## Begin DOCUMENT PASSAGE

Superior Court of New Jersey, Appellate Division
Sep 5, 2023
No. A-3646-21 (App. Div. Sep. 5, 2023)

Opinion

A-3646-21

09-05-2023

CARMEN CORDERO, Plaintiff-Appellant, v. NEW JERSEY TRANSIT RAIL OPERATIONS, INC., Defendant-Respondent.

P. Matthew Darby (Darby Law Group) of the Maryland and Pennsylvania bars, admitted pro hac vice, argued the cause for appellant (Zarwin Baum DeVito Kaplan Schaer Toddy, PC, and P. Matthew Darby, attorneys; Theodore M. Schaer and P. Matthew Darby, on the brief). Thomas C. Hart argued the cause for respondent (Ruprecht Hart Ricciardulli & Sherman, LLP, attorneys; Thomas C. Hart, Richard M. Forzani, and Andrew C. Smedberg, on the brief).


This opinion shall not "constitute precedent or be binding upon any court." Although it is posted on the internet, this opinion is binding only on the parties in the case and its use in other cases is limited. R. 1:36-3.

Argued July 10, 2023

On appeal from the Superior Court of New Jersey, Law Division, Essex County, Docket No. L-1960-19.

P. Matthew Darby (Darby Law Group) of the Maryland and Pennsylvania bars, admitted pro hac vice, argued the cause for appellant (Zarwin Baum DeVito Kaplan Schaer Toddy, PC, and P. Matthew Darby, attorneys; Theodore M. Schaer and P. Matthew Darby, on the brief).

Thomas C. Hart argued the cause for respondent (Ruprecht Hart Ricciardulli & Sherman, LLP,

attorneys; Thomas C. Hart, Richard M. Forzani, and Andrew C. Smedberg, on the brief).

Before Judges Haas and Natali.

PER CURIAM.

Plaintiff Carmen Cordero appeals from the Law Division's June 24, 2022 order granting summary judgment to defendant New Jersey Transit Rail Operations, Inc., and dismissing his complaint for damages under the Federal Employers' Liability Act, 45 U.S.C. §§ 51-60. We affirm.

I.

We briefly summarize the facts from the summary judgment record, viewing them in a light most favorable to plaintiff. Brill v. Guardian Life Ins. Co. of Am., 142 N.J. 520, 540 (1995). Plaintiff has worked for defendant since 2003. Initially hired as a repair person, he transferred to the Building and Bridges Department in 2019 where he worked as a mechanic. In August 2016, plaintiff was driving a mobile field work truck to transport an oxygen cylinder and miscellaneous parts from defendant's Woodbridge facility to its Raritan location. The truck was equipped with a sliding door, which opened from the driver to the passenger side, and that separated the cab from the rear section of the truck area.

## End DOCUMENT PASSAGE
## Begin DATA SECTION

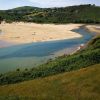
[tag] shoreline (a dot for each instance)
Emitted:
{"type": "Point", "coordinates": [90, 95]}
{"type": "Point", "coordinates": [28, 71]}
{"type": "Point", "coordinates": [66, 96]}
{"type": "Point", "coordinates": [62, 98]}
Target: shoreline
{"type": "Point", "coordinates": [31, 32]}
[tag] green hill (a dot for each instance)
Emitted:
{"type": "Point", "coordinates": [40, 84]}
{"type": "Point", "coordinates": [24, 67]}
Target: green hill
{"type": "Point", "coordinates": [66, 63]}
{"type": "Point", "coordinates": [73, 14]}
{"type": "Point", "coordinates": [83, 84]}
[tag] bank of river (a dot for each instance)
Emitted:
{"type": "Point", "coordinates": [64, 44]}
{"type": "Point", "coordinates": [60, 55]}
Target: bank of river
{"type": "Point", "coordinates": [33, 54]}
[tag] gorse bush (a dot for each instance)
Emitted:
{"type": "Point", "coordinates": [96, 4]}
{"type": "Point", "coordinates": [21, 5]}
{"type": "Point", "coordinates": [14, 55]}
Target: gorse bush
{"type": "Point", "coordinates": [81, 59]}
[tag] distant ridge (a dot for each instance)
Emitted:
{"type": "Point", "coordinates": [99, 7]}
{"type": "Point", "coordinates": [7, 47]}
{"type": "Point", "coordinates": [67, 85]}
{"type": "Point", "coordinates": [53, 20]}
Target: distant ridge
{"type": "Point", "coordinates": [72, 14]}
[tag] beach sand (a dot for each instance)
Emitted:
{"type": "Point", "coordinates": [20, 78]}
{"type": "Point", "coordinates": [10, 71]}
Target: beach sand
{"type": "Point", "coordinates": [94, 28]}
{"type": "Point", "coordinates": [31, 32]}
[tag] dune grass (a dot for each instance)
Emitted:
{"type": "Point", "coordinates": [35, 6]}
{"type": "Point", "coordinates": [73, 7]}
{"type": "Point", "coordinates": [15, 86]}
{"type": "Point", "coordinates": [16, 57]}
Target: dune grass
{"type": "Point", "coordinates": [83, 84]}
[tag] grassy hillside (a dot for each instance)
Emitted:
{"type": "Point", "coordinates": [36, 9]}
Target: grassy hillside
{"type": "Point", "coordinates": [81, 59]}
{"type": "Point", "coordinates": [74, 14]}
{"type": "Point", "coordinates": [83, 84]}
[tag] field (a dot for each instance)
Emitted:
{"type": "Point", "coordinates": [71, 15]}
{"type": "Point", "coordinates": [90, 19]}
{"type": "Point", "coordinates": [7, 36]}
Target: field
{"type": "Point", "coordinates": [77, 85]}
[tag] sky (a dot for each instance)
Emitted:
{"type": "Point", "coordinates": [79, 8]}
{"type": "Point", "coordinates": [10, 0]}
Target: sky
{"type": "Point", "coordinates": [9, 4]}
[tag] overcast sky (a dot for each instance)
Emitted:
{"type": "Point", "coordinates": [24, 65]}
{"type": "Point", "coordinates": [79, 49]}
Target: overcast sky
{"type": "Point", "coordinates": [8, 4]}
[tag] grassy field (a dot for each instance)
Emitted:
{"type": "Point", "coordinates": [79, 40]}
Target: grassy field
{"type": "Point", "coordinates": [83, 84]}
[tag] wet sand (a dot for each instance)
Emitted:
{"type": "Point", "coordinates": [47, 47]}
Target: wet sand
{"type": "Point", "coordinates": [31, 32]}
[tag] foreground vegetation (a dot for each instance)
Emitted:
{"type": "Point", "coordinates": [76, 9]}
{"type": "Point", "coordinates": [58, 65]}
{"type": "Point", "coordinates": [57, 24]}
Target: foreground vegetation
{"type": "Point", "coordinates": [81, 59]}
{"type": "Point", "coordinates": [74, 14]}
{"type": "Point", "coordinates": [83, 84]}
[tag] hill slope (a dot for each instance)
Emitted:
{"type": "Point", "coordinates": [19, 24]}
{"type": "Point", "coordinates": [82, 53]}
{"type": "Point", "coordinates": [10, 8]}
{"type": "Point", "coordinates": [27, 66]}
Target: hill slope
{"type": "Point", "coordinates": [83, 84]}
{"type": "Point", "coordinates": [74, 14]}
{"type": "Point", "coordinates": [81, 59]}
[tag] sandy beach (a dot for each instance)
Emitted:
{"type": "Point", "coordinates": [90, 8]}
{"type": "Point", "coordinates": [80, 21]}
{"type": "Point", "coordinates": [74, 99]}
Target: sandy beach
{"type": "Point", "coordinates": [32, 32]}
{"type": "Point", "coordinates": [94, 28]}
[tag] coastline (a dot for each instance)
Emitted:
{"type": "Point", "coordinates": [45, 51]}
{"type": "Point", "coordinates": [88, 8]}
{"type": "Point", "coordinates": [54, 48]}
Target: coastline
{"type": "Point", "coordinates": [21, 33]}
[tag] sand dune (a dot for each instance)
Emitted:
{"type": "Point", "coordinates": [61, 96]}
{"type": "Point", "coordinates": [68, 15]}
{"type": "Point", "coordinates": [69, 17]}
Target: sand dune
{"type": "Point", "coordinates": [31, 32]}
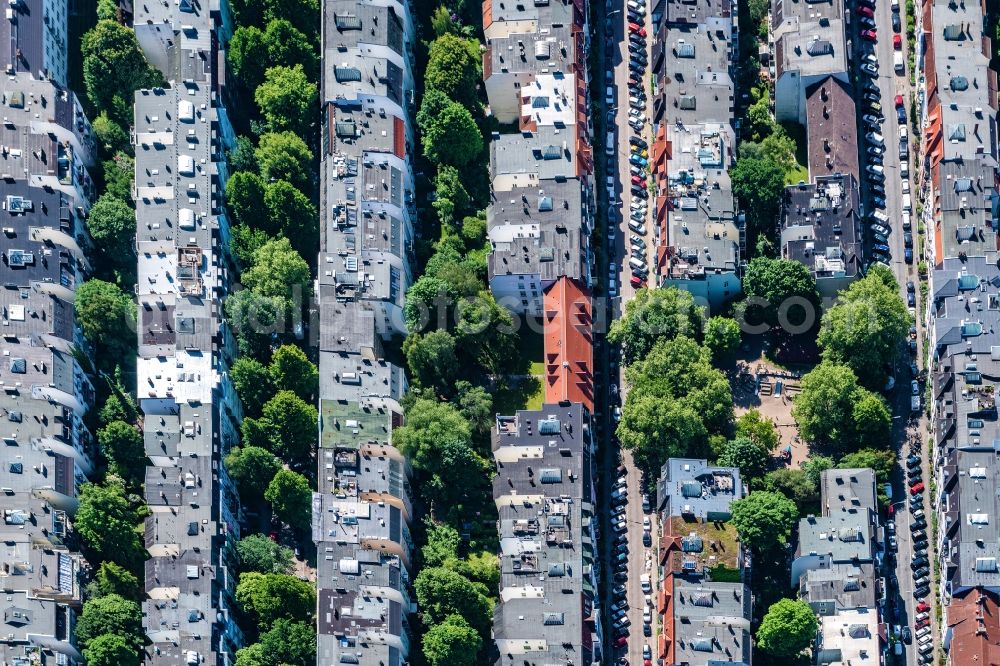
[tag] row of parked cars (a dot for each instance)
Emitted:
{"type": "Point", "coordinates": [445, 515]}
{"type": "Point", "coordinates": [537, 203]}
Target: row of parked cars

## End DATA SECTION

§ **EXERCISE INSTRUCTIONS**
In the court opinion, which judges heard the appeal?

§ **THE COMPLETED TASK**
Judges Haas and Natali.